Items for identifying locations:

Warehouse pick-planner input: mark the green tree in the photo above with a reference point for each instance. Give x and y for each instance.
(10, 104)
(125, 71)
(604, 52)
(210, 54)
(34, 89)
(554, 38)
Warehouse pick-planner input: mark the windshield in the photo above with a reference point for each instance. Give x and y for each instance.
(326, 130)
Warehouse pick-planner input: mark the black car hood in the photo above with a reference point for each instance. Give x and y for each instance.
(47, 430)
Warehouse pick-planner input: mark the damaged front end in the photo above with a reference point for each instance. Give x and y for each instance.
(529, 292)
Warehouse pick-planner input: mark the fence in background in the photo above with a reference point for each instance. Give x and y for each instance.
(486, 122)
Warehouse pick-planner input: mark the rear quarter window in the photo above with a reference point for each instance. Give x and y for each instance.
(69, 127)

EXERCISE DESCRIPTION: Rewrite all of the data above as a numbered list with one line per item, leaving out any blank lines.

OUTPUT FOR THIS EXERCISE:
1. Warehouse pick-planner input: mark the green tree in the photo above with a reference point for each instance. Give x and y for each instance.
2. (10, 104)
3. (125, 71)
4. (604, 52)
5. (210, 54)
6. (34, 89)
7. (554, 38)
8. Warehouse pick-planner input: mark the windshield in the photo above with a reference point for each instance. Give x and y for each instance.
9. (326, 130)
10. Warehouse pick-planner input: mark the black car hood in the photo above with a reference point for each instance. Give x and y for each instance.
11. (47, 430)
12. Warehouse pick-planner input: mark the damaged front end in the photo above with a reference point for each instance. Give x and y for each instance.
13. (529, 292)
14. Warehouse pick-planner input: mark the fence in background in the photo above with a reference point for each instance. Give x and y for each instance.
15. (486, 122)
16. Warehouse pick-planner input: mark the rear quarter window in the photo above with a reference point for each instance. Give x and y for each instance.
17. (69, 127)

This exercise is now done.